[What you will do]: All lines holding the word "TARGET" are to be copied from the records beneath.

[Information shown]:
*** Begin section ***
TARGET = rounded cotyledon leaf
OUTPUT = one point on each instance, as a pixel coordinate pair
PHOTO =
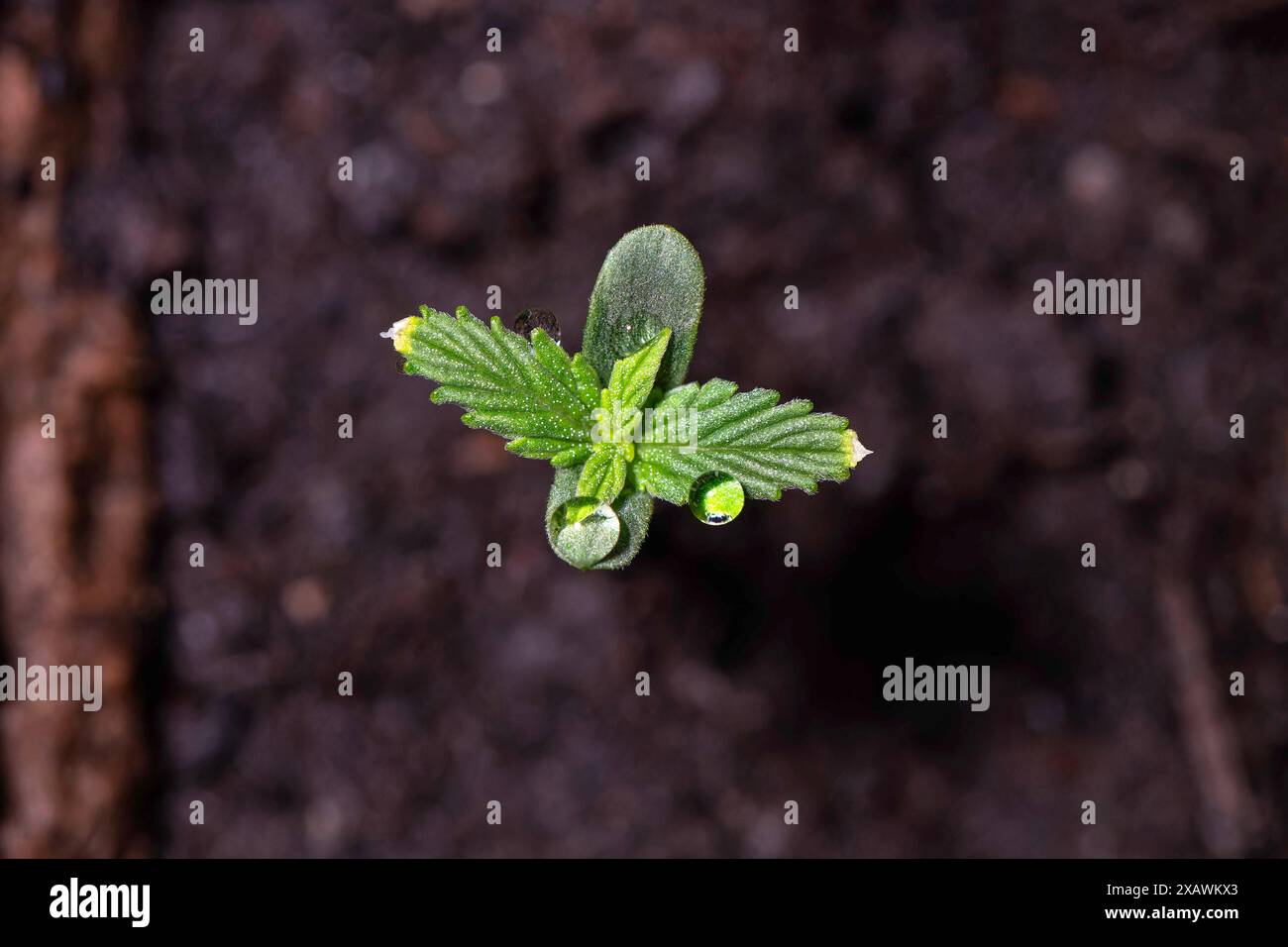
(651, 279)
*** End section ***
*** Begin section ***
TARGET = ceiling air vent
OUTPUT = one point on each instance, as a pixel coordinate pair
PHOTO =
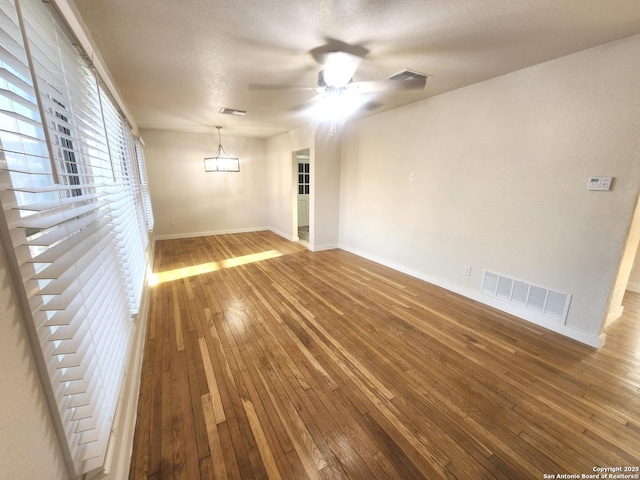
*** End section ***
[Output]:
TARGET = rounded cotyledon leaf
TARGET = ceiling air vent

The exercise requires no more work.